Excerpted passage -
Expectation of Random Variables
Let \(X\) be a random variable from \((\Omega, \mathcal{F}, \mu)\) to \((\mathbb{R}^p, \mathcal{B}(\mathbb{R}^p))\). We define the expectation of \(\boldsymbol{X}\) by

(174)#\[\begin{equation} \mathbb{E}(\boldsymbol{X}) = \int_{\mathbb{R}^p} \boldsymbol{x} dF_\boldsymbol{X}(\boldsymbol{x}). \end{equation}\]

More generally, let \(f: \mathbb{R}^p \to \mathbb{R}\) be measurable. Then

(175)#\[\begin{equation} \mathbb{E}(f(\boldsymbol{X})) = \int_{\mathbb{R}^p} f(\boldsymbol{x}) dF_\boldsymbol{X}(\boldsymbol{x}). \end{equation}\]

\(dF_\boldsymbol{X}(\boldsymbol{x}) = \mathbb{P}(d\boldsymbol{x}) = \mathbb{P}(dx_1, \ldots, dx_p)\) and \(\int\) denotes the Lebesgue integral.

Lines of data:

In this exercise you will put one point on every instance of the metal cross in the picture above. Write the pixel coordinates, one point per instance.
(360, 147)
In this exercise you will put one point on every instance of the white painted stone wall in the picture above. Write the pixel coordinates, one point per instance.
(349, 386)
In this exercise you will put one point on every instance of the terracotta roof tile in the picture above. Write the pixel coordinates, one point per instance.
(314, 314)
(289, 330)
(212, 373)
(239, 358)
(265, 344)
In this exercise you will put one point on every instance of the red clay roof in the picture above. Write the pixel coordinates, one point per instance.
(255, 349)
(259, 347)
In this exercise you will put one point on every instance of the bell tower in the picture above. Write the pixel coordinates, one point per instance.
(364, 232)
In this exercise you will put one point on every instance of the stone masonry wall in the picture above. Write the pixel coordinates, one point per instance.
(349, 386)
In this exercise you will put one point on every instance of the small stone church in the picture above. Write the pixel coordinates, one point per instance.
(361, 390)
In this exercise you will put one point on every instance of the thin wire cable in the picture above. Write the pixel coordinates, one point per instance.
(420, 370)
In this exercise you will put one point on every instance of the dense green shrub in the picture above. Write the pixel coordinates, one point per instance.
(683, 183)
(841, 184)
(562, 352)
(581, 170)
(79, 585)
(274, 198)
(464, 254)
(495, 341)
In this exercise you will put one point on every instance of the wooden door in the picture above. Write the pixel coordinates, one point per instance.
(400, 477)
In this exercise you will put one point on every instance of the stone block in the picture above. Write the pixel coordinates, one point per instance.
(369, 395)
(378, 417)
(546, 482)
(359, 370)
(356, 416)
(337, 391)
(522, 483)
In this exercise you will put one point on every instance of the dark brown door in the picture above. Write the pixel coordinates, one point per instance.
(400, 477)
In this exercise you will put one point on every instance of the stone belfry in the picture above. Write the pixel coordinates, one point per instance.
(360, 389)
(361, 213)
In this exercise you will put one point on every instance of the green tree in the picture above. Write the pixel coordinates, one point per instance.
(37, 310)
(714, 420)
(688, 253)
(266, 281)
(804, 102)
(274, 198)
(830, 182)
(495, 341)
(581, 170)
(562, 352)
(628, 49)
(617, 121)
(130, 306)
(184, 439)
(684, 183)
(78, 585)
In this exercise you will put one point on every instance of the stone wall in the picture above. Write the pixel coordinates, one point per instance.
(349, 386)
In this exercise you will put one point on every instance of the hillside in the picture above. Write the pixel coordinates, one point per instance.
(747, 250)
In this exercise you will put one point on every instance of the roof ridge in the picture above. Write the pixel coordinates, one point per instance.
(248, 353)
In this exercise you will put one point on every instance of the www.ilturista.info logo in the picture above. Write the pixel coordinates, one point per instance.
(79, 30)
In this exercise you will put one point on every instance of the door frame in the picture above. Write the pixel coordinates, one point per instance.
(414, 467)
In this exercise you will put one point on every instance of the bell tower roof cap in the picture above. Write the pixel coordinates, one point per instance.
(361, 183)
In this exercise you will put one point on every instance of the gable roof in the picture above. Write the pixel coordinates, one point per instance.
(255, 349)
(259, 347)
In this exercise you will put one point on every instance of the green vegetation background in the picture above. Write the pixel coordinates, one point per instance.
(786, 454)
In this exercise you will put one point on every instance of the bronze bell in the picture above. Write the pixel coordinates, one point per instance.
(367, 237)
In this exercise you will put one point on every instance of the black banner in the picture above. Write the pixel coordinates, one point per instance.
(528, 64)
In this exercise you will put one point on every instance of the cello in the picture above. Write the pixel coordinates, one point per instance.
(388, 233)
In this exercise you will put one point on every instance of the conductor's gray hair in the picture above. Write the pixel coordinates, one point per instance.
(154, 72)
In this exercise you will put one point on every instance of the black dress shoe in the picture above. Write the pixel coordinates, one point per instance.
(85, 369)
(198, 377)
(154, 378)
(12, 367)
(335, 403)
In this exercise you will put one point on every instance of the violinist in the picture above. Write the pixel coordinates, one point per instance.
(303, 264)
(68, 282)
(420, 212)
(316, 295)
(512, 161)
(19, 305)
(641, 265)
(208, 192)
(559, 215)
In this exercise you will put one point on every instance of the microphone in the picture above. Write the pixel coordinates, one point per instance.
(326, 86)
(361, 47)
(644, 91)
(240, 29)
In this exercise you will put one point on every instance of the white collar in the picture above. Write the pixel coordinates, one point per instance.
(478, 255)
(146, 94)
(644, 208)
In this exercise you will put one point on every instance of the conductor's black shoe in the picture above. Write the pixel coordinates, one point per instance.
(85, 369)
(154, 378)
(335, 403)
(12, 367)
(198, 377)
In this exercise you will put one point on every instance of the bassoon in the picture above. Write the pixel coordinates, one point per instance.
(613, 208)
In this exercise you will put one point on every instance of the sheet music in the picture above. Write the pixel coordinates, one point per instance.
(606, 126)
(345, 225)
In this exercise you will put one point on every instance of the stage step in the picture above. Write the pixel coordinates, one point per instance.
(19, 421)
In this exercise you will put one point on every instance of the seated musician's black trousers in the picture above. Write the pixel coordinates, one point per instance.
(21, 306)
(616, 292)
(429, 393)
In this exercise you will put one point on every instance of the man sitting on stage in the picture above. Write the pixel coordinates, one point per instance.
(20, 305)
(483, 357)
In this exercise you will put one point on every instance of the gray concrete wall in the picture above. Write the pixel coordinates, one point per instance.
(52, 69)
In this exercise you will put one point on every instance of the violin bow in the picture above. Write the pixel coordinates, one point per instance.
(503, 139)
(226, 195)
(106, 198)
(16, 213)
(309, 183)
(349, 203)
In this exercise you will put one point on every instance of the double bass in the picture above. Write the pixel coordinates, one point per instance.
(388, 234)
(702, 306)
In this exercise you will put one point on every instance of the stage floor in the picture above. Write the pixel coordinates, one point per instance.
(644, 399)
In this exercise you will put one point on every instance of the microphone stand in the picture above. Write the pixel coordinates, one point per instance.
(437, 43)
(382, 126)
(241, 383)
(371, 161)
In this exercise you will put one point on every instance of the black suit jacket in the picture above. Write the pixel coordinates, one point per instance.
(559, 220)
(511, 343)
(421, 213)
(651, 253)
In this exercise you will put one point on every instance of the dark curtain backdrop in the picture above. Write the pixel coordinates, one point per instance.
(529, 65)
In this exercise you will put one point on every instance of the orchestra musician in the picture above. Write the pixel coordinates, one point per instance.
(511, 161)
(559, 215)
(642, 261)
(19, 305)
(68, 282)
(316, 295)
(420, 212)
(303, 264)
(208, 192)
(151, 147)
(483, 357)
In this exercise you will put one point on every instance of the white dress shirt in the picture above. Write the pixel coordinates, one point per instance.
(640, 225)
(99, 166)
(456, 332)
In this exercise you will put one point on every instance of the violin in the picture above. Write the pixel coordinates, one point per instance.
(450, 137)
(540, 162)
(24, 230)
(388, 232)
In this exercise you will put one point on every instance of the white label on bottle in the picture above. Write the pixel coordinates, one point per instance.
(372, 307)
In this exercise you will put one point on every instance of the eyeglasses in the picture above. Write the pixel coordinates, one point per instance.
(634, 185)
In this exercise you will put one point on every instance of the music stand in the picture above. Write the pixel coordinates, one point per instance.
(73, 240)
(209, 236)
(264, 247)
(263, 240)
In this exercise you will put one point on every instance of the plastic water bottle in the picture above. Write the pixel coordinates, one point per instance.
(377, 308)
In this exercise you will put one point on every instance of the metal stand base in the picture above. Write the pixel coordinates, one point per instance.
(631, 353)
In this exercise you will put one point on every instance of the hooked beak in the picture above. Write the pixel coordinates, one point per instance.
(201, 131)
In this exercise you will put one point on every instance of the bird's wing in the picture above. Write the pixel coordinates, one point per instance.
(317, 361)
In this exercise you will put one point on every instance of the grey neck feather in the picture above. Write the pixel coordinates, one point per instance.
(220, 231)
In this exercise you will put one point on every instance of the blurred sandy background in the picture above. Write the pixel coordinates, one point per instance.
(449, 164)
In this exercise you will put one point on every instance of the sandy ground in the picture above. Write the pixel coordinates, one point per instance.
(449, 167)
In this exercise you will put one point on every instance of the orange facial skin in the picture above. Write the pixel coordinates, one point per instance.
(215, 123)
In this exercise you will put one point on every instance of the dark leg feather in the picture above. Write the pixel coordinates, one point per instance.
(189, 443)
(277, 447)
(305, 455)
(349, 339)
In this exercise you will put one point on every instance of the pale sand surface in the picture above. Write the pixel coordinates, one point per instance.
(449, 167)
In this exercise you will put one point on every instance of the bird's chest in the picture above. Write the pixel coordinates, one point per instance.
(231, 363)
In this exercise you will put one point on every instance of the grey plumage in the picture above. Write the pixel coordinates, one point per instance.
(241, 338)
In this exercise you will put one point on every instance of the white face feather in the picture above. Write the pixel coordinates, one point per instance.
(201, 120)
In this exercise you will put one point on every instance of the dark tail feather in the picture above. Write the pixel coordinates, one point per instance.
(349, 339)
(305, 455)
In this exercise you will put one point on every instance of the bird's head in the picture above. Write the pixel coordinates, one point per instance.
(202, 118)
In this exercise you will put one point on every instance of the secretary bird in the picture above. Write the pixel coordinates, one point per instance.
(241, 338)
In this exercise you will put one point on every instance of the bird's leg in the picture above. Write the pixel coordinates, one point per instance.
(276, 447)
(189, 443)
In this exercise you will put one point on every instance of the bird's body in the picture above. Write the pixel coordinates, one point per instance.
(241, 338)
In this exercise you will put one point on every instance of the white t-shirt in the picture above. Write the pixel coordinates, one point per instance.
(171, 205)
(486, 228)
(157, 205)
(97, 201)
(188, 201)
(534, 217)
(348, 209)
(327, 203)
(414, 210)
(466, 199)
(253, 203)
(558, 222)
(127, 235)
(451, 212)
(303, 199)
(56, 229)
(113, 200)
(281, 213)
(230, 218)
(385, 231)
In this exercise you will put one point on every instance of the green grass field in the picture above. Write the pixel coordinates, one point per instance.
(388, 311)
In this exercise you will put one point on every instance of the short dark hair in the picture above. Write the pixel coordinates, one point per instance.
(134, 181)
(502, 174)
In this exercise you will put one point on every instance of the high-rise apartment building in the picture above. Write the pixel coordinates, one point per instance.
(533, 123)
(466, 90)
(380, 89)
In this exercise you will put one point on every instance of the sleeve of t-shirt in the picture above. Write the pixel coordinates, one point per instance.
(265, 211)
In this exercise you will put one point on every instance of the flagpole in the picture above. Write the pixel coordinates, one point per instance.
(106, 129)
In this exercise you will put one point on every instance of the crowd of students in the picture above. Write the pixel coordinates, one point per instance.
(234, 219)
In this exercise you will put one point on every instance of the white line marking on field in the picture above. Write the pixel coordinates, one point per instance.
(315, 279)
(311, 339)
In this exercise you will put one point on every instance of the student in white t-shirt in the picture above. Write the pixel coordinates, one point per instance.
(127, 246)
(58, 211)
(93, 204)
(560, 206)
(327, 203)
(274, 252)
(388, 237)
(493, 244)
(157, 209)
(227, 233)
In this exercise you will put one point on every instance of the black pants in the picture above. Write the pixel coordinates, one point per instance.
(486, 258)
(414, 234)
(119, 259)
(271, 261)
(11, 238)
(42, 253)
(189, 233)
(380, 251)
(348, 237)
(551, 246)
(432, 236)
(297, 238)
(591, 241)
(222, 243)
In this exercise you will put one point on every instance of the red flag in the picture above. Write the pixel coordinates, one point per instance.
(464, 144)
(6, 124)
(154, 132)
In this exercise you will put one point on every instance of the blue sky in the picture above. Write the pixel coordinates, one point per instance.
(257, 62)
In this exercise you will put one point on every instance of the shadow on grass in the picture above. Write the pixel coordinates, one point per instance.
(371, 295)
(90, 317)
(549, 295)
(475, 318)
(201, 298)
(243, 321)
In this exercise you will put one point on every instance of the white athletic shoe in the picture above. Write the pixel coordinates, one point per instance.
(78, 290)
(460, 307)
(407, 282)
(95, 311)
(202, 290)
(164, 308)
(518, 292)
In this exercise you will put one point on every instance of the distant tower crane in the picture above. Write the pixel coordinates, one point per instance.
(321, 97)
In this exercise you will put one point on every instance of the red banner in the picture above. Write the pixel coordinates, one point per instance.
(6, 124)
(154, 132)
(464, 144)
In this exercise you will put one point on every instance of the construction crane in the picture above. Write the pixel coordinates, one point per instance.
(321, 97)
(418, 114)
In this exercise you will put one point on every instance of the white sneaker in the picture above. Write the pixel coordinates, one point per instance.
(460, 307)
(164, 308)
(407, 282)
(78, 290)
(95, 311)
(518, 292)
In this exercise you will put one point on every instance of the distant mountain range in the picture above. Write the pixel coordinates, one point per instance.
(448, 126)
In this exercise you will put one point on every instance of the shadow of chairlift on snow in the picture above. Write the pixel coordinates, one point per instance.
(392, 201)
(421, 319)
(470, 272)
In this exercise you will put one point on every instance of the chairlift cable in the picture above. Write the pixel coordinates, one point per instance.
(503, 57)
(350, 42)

Task set -
A) Answer these questions using the passage on expectation of random variables:
(i) Which measurable space does the random variable X map into?
(ii) What is f required to be, and between which sets does it map?
(iii) Which integral does ∫ denote?
B) From the passage on expectation of random variables, list every entry of the two tuples that X is said to map from and to.
C) Carry on the passage on expectation of random variables from where it stops.

Task-by-task results -
A)
(i) (ℝ^p, 𝓑(ℝ^p))
(ii) f is measurable and maps ℝ^p to ℝ.
(iii) The Lebesgue integral.

B) Ω, 𝓕, μ, ℝ^p, 𝓑(ℝ^p)

C)
When a function is continuous, its Lebesgue integral can be replaced by its Riemann-Stieltjes integral.

\(L^p\) spaces
By \(L^p(\Omega, \mathcal{F}, \mu)\) we mean the Banach space of measurable functions on \(\Omega\) with norm

(176)#\[\begin{equation} \|X\|_{L^p} = \left(E(|X|^p)\right)^{1/p}. \end{equation}\]

In particular, we say that \(X\) is integrable if \(\|X\|_{L^1} < \infty\) and that \(X\) has finite variance if \(\|X\|_{L^2} < \infty\).

Variance, Covariance and Correlation of Two Random Variables#

Variance of a Random Variable
Provided that it exists, we define the variance of a random variable \(X\) as

(177)#\[\begin{equation} \mathrm{Var}(X) := \mathbb{E}\left[(X - \mathbb{E}(X))^2\right] = \mathbb{E}(X^2) - \mathbb{E}(X)^2. \end{equation}\]

../_images/1024px-Correlation_examples2.svg.png

Several sets of (X, Y) points, with the corresponding Pearson
correlation coefficient. The correlation reflects the noisiness and
direction of a linear relationship (top row), but not the slope of that
relationship (middle), nor many aspects of nonlinear relationships (bottom).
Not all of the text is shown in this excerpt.